══ PASSAGE PROVIDED ══
COVID-19 has brought many unexpected changes to the world. The lighting industry—and specifically lighting designers—are helping America get back to work with products that monitor social distancing and luminaires that help to disinfect public spaces.
As such, it is more important than ever to work with a professional lighting designer, preferably one that is Lighting Certified (LC), when considering lighting specifications for commercial applications.
Photo: Quality and reliability are critical in lighting specifications, particularly in demanding environments like this outdoor amphitheater. Look for products that carry the National Lighting Bureau’s (NLB) Trusted Warranty Evaluation program that validates a company reliably stands behind its warranty.
Lighting for Health and Safety
Lighting companies are now offering lighting products for social distancing that can sense the number of people in an occupied space and send an alert if too many people gather in one area. Signify has a system called Interact Office that has this capability, and Acuity Brands has similar software with their Atrius Solutions.
Keeping people apart is obviously important for health and safety but having technology that helps monitor the social distancing also makes workers feel safe and can improve attendance.
A second contribution lighting designers are making on projects is specifying products with UV-C light that cleans the air and disinfects surfaces. There are several types and applications for UV disinfecting, and the market seems to be gravitating to two types with very different uses. The first is a 222-nanometer wavelength product that can be used continuously, as it is safe to humans so long as it is filtered. Ushio recently launched this type of application, for example.
═══
══ DATASET ══
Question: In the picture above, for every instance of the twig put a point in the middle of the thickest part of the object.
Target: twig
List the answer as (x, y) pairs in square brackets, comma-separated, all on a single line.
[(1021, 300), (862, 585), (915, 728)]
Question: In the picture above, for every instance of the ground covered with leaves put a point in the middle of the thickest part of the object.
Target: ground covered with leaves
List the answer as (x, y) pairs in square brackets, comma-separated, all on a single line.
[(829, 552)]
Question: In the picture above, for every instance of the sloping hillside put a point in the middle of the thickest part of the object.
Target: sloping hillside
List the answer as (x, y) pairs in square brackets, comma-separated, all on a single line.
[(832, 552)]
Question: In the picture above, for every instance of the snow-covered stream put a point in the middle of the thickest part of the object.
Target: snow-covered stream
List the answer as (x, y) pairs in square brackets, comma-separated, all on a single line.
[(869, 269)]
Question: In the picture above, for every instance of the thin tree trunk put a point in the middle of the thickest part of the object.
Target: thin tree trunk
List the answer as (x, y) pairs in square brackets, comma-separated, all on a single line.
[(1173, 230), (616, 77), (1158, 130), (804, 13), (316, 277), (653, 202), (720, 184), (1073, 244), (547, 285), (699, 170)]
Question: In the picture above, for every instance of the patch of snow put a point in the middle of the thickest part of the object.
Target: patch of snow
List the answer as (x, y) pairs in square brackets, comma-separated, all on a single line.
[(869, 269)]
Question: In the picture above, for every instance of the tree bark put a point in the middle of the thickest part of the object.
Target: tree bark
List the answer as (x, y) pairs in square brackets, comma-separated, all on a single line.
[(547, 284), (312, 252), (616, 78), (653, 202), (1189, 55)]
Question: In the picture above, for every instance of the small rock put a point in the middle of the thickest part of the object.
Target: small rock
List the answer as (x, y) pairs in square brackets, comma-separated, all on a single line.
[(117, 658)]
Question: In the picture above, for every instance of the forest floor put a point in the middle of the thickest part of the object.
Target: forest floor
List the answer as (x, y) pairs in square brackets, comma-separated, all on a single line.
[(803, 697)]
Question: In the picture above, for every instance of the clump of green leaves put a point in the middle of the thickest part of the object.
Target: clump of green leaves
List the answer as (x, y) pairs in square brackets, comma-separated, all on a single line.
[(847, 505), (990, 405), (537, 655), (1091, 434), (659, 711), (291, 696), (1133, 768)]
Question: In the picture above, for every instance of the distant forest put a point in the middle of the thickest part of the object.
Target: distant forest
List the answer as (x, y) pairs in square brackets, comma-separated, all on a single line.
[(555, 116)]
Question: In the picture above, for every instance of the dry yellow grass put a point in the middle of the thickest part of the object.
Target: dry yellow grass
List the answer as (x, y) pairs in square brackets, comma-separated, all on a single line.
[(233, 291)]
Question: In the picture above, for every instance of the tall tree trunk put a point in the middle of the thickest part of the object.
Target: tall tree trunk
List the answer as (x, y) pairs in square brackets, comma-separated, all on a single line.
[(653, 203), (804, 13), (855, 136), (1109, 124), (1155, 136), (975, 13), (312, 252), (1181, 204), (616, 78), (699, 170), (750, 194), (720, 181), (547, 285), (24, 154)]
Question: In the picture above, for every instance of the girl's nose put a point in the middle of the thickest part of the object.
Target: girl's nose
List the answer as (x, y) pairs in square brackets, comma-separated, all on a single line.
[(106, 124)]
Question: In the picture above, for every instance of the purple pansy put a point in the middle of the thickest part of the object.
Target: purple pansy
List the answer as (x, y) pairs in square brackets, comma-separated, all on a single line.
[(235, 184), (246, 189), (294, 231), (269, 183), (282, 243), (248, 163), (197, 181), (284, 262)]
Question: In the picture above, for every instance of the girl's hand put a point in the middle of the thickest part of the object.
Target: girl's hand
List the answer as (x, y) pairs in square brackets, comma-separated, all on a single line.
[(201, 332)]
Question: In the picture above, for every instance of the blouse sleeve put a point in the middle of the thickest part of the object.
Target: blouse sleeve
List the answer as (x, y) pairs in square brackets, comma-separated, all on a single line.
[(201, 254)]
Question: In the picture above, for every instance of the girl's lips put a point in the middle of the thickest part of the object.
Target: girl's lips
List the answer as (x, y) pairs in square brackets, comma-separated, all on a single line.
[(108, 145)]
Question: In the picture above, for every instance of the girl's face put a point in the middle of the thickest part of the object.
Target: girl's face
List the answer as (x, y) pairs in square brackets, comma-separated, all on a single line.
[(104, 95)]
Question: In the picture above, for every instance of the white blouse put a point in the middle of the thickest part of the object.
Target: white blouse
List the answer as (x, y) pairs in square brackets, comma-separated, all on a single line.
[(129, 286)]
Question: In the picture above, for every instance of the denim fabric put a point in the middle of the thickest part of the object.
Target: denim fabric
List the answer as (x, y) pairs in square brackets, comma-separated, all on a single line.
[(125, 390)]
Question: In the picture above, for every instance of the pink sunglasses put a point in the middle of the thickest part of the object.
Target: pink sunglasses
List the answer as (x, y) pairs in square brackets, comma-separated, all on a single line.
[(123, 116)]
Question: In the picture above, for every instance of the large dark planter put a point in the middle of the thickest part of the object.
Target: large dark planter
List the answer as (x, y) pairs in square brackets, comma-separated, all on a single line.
═══
TASK DIRECTIONS. From the passage on lighting during COVID-19, quote the part starting at "Photo: Quality and" and ending at "can improve attendance.".

RESPONSE TO THE TASK.
Photo: Quality and reliability are critical in lighting specifications, particularly in demanding environments like this outdoor amphitheater. Look for products that carry the National Lighting Bureau’s (NLB) Trusted Warranty Evaluation program that validates a company reliably stands behind its warranty.
Lighting for Health and Safety
Lighting companies are now offering lighting products for social distancing that can sense the number of people in an occupied space and send an alert if too many people gather in one area. Signify has a system called Interact Office that has this capability, and Acuity Brands has similar software with their Atrius Solutions.
Keeping people apart is obviously important for health and safety but having technology that helps monitor the social distancing also makes workers feel safe and can improve attendance.